■ **TASK TO CARRY OUT**
Find the lines of the material below that include the string "green", then copy each one.

■ **ENTRIES PROVIDED**
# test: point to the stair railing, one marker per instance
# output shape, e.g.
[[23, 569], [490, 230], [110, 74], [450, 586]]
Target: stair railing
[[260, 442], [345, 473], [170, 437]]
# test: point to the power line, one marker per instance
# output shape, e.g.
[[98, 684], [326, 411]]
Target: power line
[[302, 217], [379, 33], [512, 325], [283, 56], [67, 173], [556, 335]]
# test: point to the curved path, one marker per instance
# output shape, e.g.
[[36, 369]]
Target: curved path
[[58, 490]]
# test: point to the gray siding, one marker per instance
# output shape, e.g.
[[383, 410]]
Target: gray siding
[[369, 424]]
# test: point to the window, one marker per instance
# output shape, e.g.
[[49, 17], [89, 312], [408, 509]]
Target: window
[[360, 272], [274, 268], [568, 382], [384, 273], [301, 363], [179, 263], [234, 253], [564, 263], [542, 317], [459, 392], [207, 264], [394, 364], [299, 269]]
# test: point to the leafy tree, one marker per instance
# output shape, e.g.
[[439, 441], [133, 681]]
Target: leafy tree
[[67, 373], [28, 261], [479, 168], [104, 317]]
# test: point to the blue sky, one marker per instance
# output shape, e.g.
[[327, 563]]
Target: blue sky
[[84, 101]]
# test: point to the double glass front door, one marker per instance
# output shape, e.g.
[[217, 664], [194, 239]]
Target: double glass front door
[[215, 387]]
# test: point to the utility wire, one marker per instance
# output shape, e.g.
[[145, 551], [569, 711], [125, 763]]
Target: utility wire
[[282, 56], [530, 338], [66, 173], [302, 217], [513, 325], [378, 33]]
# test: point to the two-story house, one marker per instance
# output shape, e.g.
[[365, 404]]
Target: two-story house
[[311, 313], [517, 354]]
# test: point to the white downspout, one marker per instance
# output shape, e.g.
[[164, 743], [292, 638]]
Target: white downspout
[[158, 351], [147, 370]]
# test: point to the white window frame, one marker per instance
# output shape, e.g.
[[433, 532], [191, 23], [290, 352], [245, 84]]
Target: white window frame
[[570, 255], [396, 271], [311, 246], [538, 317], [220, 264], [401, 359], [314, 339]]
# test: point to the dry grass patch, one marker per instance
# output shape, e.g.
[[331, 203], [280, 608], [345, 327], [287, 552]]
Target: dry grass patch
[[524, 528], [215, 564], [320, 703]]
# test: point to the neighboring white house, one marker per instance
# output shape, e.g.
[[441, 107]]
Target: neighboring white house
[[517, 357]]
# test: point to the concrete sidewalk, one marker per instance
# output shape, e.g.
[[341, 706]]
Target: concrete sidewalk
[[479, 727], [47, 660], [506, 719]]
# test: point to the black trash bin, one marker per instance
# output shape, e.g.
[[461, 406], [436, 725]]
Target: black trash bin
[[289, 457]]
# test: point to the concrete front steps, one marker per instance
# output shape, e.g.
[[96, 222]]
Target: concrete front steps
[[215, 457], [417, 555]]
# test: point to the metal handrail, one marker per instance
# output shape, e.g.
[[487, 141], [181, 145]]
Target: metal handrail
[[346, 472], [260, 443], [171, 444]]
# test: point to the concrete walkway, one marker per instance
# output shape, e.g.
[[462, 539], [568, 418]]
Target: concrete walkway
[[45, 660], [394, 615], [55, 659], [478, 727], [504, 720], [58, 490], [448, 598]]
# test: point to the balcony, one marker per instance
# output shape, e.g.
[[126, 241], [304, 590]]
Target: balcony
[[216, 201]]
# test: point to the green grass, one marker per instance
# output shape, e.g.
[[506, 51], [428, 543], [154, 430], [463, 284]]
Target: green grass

■ **EXERCISE ANSWER**
# test: point to the green grass, one marker per instance
Target: green grass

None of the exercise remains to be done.